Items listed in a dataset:
-=-=-=-=-
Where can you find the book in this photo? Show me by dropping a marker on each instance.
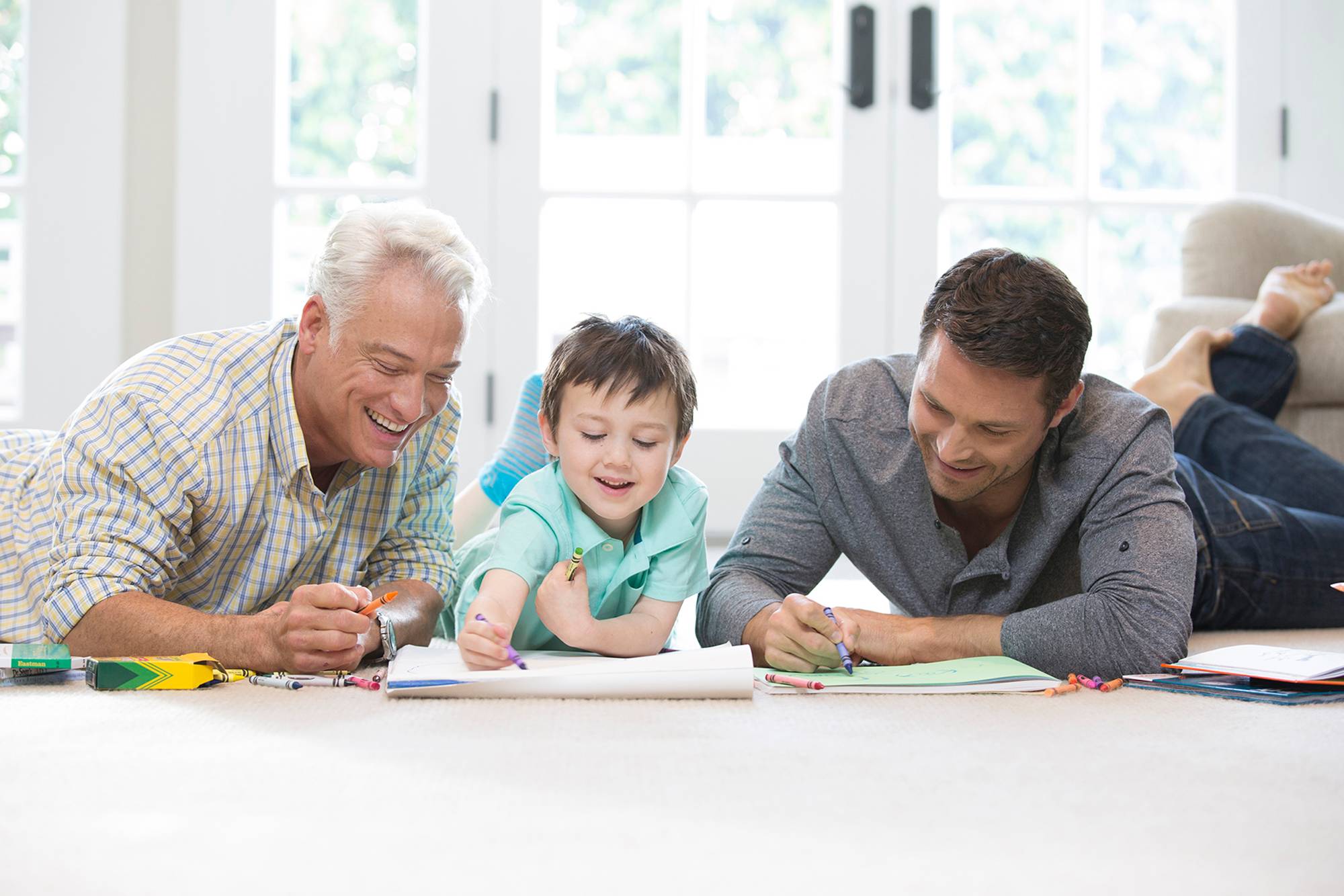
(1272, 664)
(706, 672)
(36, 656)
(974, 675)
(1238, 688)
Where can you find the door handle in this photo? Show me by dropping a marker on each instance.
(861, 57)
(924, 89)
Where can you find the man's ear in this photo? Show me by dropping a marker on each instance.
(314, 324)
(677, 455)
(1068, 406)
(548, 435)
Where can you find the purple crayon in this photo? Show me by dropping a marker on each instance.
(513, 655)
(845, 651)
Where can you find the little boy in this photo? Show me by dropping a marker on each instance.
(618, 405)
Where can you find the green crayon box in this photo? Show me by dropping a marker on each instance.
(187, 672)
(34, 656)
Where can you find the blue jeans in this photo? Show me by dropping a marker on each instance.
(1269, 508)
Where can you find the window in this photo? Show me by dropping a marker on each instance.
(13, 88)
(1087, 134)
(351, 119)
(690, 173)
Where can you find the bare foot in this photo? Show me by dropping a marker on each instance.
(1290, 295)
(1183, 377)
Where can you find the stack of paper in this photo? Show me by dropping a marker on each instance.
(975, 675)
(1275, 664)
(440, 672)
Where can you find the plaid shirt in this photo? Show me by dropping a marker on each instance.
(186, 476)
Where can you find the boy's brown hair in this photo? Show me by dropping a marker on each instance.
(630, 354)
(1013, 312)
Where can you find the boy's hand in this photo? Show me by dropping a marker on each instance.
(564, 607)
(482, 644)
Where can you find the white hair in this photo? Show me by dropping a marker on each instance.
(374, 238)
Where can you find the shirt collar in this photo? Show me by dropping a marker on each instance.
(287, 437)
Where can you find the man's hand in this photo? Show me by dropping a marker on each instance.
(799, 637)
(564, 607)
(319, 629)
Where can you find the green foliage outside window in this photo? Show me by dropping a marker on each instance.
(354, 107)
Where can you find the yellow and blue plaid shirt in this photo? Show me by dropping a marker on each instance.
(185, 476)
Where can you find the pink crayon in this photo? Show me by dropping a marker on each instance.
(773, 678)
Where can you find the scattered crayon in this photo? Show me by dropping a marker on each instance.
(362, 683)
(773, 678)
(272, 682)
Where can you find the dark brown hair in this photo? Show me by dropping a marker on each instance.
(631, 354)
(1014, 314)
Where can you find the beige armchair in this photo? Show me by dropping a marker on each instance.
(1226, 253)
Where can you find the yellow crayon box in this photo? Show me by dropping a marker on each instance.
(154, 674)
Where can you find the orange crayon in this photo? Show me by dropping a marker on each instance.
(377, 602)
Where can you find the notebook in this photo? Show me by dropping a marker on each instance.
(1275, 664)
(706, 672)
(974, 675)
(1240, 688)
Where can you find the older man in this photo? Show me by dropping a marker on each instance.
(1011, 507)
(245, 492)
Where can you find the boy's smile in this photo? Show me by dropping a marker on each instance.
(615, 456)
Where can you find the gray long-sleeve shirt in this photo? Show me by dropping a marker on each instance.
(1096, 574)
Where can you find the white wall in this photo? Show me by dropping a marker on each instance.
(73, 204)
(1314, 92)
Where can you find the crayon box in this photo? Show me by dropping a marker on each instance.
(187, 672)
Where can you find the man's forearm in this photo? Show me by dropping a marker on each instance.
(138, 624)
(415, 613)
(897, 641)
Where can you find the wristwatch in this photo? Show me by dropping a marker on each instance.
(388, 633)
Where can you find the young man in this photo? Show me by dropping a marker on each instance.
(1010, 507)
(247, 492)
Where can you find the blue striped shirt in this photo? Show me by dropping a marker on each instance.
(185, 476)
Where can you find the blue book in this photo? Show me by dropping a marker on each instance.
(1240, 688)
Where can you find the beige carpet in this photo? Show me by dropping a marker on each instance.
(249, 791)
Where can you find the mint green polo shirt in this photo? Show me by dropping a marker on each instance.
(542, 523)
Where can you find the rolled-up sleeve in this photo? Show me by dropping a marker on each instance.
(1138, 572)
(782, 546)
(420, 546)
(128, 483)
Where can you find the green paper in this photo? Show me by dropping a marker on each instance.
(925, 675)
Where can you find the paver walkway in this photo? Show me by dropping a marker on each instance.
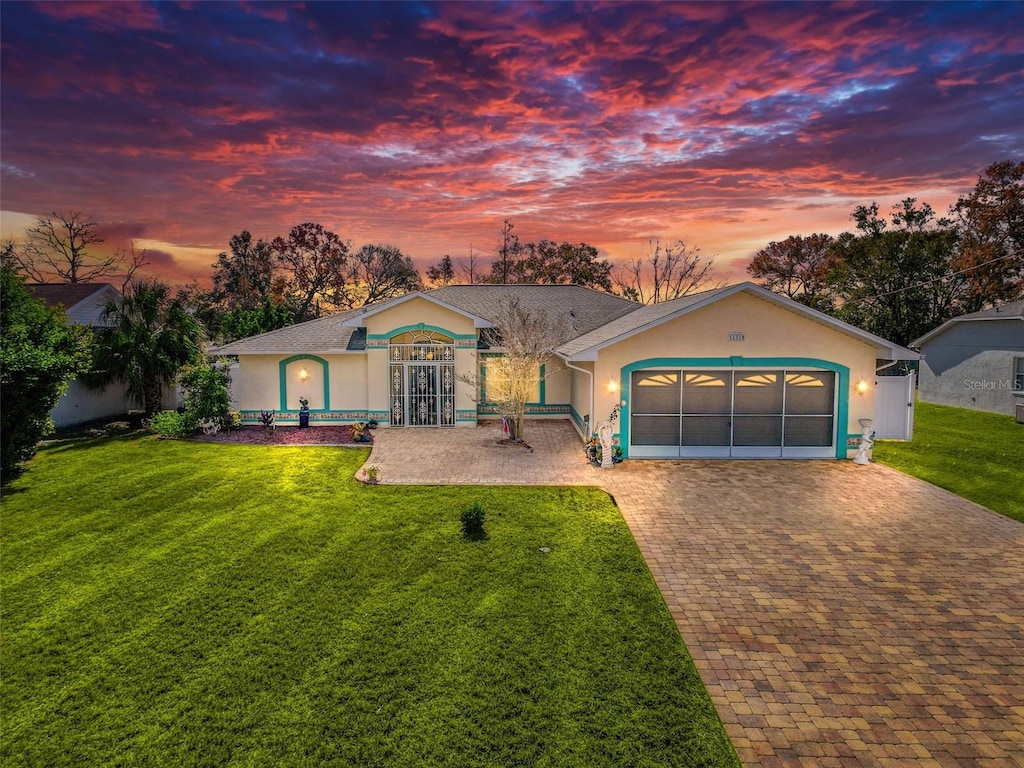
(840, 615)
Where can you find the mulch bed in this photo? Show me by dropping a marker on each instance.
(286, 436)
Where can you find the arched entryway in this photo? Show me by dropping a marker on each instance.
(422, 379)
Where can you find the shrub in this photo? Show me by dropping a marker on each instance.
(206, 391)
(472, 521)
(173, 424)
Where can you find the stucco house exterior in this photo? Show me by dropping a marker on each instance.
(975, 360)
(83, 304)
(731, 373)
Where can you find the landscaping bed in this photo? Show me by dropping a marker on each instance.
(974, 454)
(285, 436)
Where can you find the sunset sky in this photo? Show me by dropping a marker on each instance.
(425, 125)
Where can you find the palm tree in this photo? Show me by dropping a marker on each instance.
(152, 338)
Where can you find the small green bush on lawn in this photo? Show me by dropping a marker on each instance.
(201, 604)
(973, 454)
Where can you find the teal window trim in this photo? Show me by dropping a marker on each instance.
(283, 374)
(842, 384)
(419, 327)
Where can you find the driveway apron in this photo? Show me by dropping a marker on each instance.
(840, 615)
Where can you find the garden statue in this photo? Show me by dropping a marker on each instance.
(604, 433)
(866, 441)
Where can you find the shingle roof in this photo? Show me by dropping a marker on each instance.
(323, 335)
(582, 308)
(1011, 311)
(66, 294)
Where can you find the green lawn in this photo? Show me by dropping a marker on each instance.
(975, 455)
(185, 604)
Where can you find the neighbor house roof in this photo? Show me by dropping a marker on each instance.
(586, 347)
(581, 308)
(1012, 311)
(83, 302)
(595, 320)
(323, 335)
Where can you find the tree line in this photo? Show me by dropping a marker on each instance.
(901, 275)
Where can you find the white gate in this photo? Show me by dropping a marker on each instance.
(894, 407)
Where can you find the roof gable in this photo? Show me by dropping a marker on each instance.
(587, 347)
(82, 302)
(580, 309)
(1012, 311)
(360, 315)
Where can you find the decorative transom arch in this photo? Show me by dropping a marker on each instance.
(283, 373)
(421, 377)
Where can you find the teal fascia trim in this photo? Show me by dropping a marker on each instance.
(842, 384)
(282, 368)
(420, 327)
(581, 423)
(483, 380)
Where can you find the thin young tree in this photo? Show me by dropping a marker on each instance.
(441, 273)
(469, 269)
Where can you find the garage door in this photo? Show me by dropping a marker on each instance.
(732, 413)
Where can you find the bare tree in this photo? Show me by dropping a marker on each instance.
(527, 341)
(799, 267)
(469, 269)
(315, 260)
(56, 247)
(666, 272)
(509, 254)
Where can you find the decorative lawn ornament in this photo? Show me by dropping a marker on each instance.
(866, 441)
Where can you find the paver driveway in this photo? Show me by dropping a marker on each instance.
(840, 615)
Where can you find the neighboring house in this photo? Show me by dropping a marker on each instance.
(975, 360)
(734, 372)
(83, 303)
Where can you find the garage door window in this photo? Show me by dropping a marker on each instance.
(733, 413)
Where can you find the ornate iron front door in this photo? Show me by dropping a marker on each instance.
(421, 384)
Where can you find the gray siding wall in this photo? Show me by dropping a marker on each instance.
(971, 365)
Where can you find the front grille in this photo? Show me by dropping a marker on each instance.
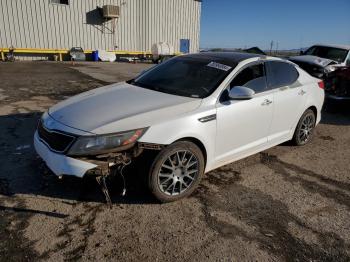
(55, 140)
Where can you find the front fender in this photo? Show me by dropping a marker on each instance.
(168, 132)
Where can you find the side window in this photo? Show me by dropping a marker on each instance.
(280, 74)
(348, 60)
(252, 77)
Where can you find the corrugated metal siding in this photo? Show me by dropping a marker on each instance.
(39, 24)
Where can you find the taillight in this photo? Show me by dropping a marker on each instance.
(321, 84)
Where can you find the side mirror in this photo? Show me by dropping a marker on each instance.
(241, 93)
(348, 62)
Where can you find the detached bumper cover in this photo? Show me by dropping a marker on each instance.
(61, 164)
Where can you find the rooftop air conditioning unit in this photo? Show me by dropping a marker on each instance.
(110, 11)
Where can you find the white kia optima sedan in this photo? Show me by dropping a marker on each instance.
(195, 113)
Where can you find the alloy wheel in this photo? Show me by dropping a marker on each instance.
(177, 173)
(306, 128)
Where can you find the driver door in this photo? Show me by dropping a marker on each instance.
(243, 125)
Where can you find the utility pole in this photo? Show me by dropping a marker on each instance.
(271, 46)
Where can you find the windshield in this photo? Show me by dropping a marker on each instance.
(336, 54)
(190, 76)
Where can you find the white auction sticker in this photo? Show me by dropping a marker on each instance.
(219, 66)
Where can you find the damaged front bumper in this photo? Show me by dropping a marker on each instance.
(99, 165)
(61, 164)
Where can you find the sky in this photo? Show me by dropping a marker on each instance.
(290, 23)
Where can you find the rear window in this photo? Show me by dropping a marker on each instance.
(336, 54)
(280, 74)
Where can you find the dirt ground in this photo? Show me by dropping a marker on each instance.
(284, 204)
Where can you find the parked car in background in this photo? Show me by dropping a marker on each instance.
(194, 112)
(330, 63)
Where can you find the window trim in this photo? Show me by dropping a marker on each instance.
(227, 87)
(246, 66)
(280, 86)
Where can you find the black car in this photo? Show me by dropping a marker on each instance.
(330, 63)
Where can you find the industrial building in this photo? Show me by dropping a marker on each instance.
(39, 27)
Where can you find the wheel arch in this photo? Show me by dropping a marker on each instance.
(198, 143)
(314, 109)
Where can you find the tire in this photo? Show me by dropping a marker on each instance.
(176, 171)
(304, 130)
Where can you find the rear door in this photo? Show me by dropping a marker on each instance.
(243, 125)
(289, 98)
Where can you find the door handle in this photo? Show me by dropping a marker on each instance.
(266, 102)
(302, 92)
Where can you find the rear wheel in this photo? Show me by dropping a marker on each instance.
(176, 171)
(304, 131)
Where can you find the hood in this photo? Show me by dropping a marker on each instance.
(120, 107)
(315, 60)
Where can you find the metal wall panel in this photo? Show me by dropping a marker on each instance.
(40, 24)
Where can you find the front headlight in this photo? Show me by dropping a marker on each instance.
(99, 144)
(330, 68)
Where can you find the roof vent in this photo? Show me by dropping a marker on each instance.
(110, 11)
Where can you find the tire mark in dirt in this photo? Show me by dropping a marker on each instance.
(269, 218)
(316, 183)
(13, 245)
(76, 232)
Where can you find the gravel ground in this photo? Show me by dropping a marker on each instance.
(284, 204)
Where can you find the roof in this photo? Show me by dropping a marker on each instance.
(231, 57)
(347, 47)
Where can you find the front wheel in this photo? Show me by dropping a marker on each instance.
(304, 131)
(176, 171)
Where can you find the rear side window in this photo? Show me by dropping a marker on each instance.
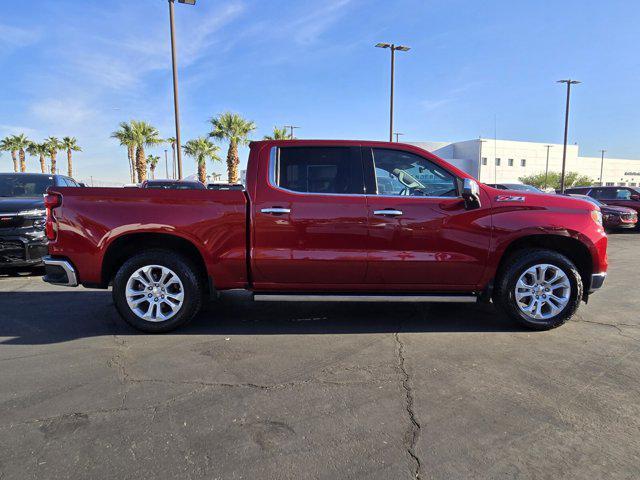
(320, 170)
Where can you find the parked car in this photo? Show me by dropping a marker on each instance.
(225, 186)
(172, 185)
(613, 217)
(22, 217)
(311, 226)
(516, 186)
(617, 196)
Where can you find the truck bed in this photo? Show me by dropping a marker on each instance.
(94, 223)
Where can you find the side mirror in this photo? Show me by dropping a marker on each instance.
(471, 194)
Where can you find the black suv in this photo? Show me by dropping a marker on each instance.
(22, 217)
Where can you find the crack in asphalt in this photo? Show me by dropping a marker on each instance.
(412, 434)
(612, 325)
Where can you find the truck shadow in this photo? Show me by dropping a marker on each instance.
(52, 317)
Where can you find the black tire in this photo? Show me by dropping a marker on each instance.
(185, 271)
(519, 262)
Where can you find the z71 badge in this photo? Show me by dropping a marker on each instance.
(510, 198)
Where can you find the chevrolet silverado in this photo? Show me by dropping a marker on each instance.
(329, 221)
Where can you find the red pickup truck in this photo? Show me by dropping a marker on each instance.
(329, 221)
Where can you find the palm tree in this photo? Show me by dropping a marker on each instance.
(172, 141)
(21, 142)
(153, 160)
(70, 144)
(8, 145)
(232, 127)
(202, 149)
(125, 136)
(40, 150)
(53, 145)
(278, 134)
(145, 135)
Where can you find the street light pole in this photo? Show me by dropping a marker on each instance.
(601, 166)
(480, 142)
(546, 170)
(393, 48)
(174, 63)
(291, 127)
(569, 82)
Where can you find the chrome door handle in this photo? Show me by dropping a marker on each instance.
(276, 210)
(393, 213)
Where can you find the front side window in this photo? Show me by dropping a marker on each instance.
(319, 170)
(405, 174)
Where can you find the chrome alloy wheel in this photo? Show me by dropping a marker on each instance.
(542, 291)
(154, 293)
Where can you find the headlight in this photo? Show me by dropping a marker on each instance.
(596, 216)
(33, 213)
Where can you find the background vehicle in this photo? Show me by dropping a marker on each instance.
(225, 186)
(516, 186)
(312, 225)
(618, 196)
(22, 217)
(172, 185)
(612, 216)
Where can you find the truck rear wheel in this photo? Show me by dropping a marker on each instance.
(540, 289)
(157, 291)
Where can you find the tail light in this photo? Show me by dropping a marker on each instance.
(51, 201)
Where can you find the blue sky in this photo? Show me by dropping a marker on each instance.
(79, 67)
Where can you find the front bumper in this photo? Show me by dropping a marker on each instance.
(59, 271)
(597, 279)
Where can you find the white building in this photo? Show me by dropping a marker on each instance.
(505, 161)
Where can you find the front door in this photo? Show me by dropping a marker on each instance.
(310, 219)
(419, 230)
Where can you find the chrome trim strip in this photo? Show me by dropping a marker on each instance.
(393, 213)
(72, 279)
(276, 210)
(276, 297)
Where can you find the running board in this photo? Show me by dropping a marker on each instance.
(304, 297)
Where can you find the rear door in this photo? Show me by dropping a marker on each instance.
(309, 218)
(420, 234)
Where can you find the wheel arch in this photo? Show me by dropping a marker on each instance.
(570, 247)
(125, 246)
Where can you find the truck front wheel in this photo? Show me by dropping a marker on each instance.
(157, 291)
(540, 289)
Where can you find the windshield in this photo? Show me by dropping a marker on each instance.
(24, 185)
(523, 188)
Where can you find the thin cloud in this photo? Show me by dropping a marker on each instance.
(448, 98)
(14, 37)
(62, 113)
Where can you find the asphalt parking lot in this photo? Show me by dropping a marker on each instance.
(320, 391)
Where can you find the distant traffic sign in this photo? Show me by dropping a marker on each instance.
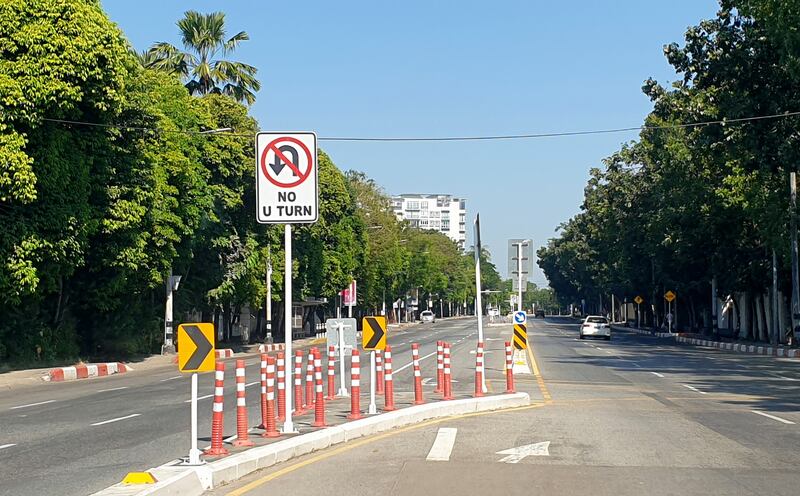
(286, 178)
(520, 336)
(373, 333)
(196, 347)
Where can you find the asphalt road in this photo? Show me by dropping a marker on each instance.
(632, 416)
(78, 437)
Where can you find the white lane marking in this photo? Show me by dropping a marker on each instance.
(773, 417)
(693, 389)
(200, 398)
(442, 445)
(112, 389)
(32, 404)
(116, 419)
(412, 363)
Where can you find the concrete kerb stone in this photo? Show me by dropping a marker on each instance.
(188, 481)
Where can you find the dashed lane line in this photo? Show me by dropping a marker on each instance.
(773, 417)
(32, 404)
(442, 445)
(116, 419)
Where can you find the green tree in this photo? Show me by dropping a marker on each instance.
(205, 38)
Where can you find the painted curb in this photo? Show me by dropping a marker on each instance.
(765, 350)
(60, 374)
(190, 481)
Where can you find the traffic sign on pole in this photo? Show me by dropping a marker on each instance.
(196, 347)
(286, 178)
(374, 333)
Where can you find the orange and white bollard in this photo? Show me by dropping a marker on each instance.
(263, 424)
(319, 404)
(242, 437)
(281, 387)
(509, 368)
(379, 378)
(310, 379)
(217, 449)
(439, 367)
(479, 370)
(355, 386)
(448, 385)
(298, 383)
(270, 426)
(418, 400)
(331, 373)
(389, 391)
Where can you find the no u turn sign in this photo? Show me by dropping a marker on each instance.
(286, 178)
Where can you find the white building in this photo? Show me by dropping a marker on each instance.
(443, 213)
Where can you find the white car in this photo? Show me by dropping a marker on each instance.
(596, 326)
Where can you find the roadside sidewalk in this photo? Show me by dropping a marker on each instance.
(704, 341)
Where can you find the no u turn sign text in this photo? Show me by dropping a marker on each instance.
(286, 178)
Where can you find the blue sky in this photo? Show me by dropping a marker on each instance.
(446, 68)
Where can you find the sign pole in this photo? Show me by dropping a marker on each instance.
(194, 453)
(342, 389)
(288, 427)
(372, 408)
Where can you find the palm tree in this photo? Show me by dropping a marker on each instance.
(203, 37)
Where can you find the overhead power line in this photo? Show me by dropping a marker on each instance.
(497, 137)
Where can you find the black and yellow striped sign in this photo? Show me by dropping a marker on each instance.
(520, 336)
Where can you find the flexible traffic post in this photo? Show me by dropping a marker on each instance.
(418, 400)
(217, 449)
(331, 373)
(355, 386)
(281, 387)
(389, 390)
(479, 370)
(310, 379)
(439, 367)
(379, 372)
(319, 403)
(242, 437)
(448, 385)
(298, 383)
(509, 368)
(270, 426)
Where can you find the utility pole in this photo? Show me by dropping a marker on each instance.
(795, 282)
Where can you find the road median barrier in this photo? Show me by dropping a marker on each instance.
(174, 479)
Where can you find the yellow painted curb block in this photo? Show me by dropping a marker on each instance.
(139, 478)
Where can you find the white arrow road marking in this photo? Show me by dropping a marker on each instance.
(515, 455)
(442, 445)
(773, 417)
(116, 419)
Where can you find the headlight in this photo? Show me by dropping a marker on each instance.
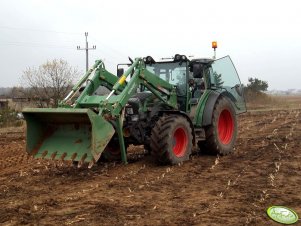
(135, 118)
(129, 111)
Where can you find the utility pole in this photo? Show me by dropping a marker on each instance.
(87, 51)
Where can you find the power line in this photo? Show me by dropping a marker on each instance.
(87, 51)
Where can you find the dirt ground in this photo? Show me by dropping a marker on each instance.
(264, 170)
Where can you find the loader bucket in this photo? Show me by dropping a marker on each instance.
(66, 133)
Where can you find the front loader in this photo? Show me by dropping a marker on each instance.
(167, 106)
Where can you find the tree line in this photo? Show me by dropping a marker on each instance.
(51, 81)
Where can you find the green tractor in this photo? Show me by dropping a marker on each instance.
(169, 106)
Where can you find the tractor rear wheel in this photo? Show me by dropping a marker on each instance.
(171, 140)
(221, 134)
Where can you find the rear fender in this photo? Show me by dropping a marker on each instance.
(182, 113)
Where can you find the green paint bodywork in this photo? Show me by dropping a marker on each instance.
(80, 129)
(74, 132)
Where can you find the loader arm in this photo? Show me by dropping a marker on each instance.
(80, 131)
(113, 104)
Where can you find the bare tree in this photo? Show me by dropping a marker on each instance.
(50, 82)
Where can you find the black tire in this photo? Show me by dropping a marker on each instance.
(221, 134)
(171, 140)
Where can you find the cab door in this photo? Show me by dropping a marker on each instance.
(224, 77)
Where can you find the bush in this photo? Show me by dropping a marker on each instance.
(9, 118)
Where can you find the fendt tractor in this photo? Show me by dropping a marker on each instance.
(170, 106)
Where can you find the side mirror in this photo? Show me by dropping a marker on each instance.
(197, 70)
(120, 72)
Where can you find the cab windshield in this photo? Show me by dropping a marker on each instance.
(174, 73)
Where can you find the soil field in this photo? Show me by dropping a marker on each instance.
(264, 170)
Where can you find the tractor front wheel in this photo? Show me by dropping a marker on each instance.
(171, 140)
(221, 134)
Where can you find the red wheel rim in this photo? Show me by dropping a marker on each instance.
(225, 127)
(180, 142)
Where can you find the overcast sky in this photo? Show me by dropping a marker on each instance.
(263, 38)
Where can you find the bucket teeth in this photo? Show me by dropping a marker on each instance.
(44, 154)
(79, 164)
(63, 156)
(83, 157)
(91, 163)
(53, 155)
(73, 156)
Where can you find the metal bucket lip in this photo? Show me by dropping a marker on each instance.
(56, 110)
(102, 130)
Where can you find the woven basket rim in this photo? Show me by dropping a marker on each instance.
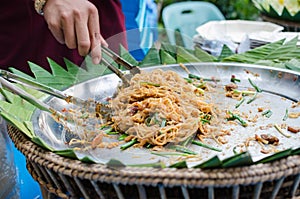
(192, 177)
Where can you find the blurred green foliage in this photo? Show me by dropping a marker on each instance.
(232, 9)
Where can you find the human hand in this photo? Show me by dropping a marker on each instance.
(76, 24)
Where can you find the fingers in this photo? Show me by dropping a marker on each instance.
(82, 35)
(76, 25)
-=-=-=-=-
## Instructions to follow:
From the line containing "Where can you find the cab door" to the last line of the entries, copy every line exactly, including both ends, and leave out the pictures.

## Exercise output:
Where can you find the cab door in this photo? Show me by dropping a marker on each instance.
(224, 77)
Where can you find the bush in this photo? Show me by dropping a marker on each instance.
(9, 118)
Where can you find the fendt tractor in this photo? Show me by dropping a marker on each instance.
(170, 106)
Where can you find the side mirror in this photo? Show me by dropping a marker on each instance.
(197, 70)
(120, 72)
Where can you find the cab windshield in this photo? Show me by dropping a marker on each instance.
(174, 73)
Where can you find the soil field in this photo? Show me by dropping a marker on each instance.
(264, 170)
Where can you find the tractor front wheel in this photo? Show me by dropping a marker on each instance.
(171, 140)
(221, 134)
Where can you find the red wheel rim in this photo? Show me by dropping a marker on each instance.
(225, 127)
(180, 142)
Where can you find the overcast sky in this photo? Show me by dropping a marker on each instance.
(263, 38)
Where can you find the bucket teeth in this photo? Show me by dropping a marker on each instance.
(44, 154)
(79, 164)
(63, 156)
(83, 157)
(91, 163)
(53, 155)
(73, 156)
Where can you find the metal bucket lip in this photo? Show me by dropping a marker on each instance.
(56, 110)
(102, 130)
Where can you find the woven basket rim in this photo? Show me by dropping a marker on each instance.
(192, 177)
Where can you find the blurred green foliage in this photo? Show me by dropping a marker on each instance.
(232, 9)
Where can you find the human hand in this photo? Show me by dropping a marker on each instance.
(76, 24)
Where can you find the fingers in this photo? Show me by dropping a marker on each instance.
(82, 35)
(76, 25)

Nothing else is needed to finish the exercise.